- [Exercise directions] Each record is to be printed again precisely as it reads.
#### Supplied material ####
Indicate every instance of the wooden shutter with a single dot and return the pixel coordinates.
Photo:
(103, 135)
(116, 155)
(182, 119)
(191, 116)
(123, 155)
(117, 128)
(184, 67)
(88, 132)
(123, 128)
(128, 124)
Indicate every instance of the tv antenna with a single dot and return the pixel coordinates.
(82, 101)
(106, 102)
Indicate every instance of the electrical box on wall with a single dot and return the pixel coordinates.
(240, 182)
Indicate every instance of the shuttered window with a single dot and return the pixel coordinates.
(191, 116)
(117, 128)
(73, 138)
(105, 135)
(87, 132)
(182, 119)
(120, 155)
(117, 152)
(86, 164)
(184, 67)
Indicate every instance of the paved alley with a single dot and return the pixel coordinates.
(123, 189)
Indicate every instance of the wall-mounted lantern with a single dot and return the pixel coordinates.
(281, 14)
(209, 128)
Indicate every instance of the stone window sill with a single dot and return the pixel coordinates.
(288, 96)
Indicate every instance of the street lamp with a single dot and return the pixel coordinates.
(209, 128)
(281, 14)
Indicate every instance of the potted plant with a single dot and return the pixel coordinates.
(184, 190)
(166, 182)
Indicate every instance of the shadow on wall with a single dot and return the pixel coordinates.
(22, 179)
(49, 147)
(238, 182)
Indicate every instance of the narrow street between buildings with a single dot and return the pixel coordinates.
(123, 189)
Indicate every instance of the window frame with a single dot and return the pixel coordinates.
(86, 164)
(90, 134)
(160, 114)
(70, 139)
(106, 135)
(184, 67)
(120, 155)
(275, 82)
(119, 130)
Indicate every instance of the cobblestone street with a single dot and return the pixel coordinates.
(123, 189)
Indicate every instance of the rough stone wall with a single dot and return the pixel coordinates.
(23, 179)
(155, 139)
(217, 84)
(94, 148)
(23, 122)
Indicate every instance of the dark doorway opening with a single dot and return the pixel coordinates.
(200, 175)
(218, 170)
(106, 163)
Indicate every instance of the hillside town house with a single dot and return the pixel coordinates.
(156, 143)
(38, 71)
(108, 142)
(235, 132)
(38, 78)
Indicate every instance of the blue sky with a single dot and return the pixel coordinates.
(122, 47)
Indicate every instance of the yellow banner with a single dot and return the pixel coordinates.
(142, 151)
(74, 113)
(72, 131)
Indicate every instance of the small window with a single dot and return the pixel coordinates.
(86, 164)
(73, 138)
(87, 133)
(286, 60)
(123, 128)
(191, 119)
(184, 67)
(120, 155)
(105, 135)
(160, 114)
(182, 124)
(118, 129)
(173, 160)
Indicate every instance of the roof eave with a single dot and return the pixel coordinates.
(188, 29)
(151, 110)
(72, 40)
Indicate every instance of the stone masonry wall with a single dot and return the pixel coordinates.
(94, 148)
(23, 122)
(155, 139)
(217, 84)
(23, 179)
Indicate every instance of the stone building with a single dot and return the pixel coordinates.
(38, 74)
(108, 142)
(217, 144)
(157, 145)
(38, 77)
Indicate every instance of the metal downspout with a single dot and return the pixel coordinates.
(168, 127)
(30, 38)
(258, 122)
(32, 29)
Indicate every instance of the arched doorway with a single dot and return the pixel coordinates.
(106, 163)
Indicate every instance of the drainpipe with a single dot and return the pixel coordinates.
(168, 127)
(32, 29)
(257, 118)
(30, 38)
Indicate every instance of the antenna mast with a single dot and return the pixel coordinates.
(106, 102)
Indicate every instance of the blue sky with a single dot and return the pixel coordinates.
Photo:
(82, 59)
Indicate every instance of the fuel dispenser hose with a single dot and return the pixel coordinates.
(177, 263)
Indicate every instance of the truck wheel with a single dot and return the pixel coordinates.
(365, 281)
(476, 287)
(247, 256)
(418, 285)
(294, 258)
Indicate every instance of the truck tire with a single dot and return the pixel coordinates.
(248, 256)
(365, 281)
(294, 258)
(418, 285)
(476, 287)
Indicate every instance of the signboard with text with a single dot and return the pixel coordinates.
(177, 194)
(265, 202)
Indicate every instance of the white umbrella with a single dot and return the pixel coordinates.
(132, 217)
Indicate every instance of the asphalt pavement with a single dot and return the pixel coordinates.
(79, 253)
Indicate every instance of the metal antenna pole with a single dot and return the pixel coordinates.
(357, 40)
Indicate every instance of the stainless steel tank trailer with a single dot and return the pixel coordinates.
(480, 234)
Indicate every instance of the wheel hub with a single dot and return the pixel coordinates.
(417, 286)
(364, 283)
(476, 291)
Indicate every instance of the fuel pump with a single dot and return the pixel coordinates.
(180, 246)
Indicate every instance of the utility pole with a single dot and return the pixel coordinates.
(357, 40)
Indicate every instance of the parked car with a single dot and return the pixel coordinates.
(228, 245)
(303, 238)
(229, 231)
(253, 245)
####
- [Answer to this task]
Indicate every instance of the wooden shutter with a single dot and return the pixel coordinates.
Photo:
(103, 135)
(116, 155)
(182, 119)
(191, 116)
(123, 155)
(117, 128)
(184, 67)
(88, 132)
(123, 128)
(128, 124)
Indicate every instance of the tv antenna with a single dot and return the pixel coordinates.
(82, 101)
(106, 102)
Indicate every instance of the electrical box on wall with a single dot and return the pixel coordinates.
(240, 182)
Indicate every instance of the shuttered window with a single dot and return the pixel coordinates.
(191, 116)
(117, 128)
(73, 138)
(105, 135)
(87, 132)
(182, 119)
(120, 155)
(117, 152)
(86, 164)
(184, 67)
Indicate every instance of the paved alley with a single dot and return the pixel coordinates.
(123, 189)
Indicate every instance of the wall-mounted lantern with a single dot and return the pixel coordinates.
(281, 14)
(209, 128)
Indicate every instance of the stone window sill with a single dot and return the pixel coordinates.
(288, 96)
Indicate every instance of the street lamp with a single dot and return the pixel coordinates.
(209, 128)
(281, 14)
Indicate every instance of the potted plant with a single dot and return the pixel coordinates.
(184, 190)
(166, 182)
Indicate every instance of the shadow on wall with a single dot and return the pixel coordinates.
(22, 179)
(49, 147)
(238, 182)
Indicate every instance of the narrow street between buildings with a single dot and return the pixel coordinates.
(123, 189)
Indicate every instance of the window frame with a single dot and return the pixel coordinates.
(86, 164)
(90, 134)
(160, 114)
(70, 139)
(106, 135)
(184, 67)
(120, 155)
(275, 82)
(119, 130)
Indicate every instance of the cobblestone street with a single dot and return the pixel coordinates.
(123, 189)
Indicate every instance of the rough stone wall with a single dot and return the pixel coordinates.
(23, 179)
(155, 139)
(217, 84)
(94, 148)
(23, 122)
Indicate every instance of the dark doorway opening with a single dot and return the pixel coordinates.
(200, 175)
(218, 170)
(106, 163)
Indicate every instance of the hillside town house with a single dot and return the pixel coordinates.
(156, 143)
(38, 71)
(108, 142)
(235, 132)
(38, 78)
Indicate every instance of the blue sky with a single dot and return the pixel coordinates.
(122, 47)
Indicate every instance of the yellow banner with a single dot and return the pixel coordinates.
(142, 151)
(74, 113)
(72, 131)
Indicate every instance of the small window with a single dot and return the pixel coordinates.
(86, 164)
(73, 138)
(87, 133)
(286, 60)
(123, 128)
(191, 119)
(184, 67)
(120, 155)
(105, 135)
(160, 114)
(182, 124)
(118, 129)
(173, 160)
Indicate every instance of the roof eave with a single dot and return the pixel coordinates.
(188, 29)
(151, 110)
(72, 40)
Indicate every instance of the stone masonry wall with a single dot and return the pixel coordinates.
(94, 148)
(23, 122)
(155, 139)
(217, 84)
(23, 179)
Indicate every instance of the stone building with a single dot and return the pixel coordinates.
(38, 74)
(108, 142)
(217, 144)
(157, 145)
(38, 77)
Indicate every instance of the metal downspout with a single dot and return the pixel coordinates.
(168, 127)
(30, 38)
(258, 122)
(32, 29)
Indicate every instance of the arched doorway with a single dot and return the pixel coordinates.
(106, 163)
Indicate every instance of the drainpipe with a single dot and return the pixel coordinates.
(168, 127)
(32, 29)
(257, 118)
(30, 38)
Indicate every instance of the antenna mast with a single dot and return the pixel coordinates.
(106, 102)
Indicate every instance of the blue sky with a single dot and return the pixel coordinates.
Photo:
(82, 59)
Indicate every instance of the fuel dispenser hose with a single dot and return the pixel coordinates.
(177, 263)
Indicate every instance of the truck wheel with a single dot and return the pixel coordinates.
(365, 281)
(476, 287)
(247, 256)
(418, 285)
(294, 258)
Indicate every instance of the truck tire with a single dot and return the pixel coordinates.
(248, 256)
(365, 281)
(294, 258)
(418, 285)
(476, 287)
Indicate every instance of the signboard with text with a single dot and return the pixel coordinates.
(177, 194)
(265, 202)
Indicate every instance of the white umbrella with a single dot and return the pixel coordinates.
(132, 217)
Indicate every instance of the asphalt pavement with a single dot and return the pixel coordinates.
(79, 253)
Indicate every instance of the metal antenna pole with a single dot and return the pixel coordinates.
(357, 40)
Indicate every instance of the stainless steel tank trailer with a single dot and return the pixel coordinates.
(480, 234)
Indicate every instance of the wheel hub with a single dot and return the pixel coordinates.
(417, 286)
(364, 283)
(476, 291)
Indicate every instance of the fuel pump with a single dot and return the pixel coordinates.
(180, 246)
Indicate every instance of the utility pole with a single dot and return the pixel coordinates.
(357, 40)
Indicate every instance of the parked car with a single dot and return the pixel coordinates.
(228, 245)
(303, 238)
(229, 231)
(253, 245)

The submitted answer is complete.